▶ Records drawn from a dataset:
--*--
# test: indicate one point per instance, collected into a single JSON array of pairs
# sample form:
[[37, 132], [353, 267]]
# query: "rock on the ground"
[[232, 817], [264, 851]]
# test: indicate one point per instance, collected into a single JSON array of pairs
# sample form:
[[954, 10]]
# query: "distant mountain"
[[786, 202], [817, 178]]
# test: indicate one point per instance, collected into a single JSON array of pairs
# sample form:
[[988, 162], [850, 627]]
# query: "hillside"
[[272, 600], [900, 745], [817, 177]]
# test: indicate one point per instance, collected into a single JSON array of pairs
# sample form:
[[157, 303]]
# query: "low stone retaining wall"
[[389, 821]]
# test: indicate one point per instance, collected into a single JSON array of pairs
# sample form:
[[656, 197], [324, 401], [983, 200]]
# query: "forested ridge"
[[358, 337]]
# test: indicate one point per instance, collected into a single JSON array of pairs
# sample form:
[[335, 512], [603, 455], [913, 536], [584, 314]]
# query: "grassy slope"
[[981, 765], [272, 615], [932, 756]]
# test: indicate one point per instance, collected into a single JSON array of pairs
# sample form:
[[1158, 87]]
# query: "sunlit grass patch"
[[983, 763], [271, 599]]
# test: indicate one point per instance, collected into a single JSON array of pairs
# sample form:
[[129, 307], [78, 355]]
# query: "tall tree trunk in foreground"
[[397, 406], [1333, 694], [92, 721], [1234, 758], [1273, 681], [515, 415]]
--*--
▶ Task:
Could you write out all of the data again, exactly as given?

▶ Response to the task:
# test: indicate one point per instance, collected into a single JSON array of pairs
# sample form:
[[37, 132], [353, 267]]
# query: "rock on the ground"
[[232, 817], [264, 851]]
# test: indicate one point per instance, collected into a single JSON array of pairs
# sample form:
[[954, 10]]
# query: "distant mountain"
[[786, 202], [817, 178]]
# test: indicate one point per instance, collected into a single JSON array of pairs
# sample form:
[[988, 162], [850, 627]]
# query: "hillside"
[[272, 600], [900, 745], [817, 177]]
# test: indicate one point per instance, collected into a single JSON array of pairs
# sample form:
[[157, 303]]
# query: "low stone retaining wall"
[[389, 821]]
# test: indicate one point per instance, collected into a single JSON array of pairs
# sample form:
[[656, 197], [324, 401], [983, 200]]
# query: "forested ridge"
[[358, 337]]
# test: indicate one point per instance, collected into a single JSON array of pairs
# sample form:
[[335, 512], [603, 455], [913, 536], [584, 314]]
# query: "grassy slope"
[[981, 765], [272, 615], [932, 756]]
# test: indicate one point per instance, collected into a single JSON array of pairs
# sample form:
[[1158, 87]]
# query: "sunlit grass patch"
[[983, 763], [271, 599]]
# test: indicate one point per instance, collected into a single JSON array of pairs
# sample form:
[[129, 307], [78, 355]]
# query: "tall tree trunk in foreground"
[[397, 406], [1333, 694], [92, 721], [1234, 758], [1273, 681], [515, 415]]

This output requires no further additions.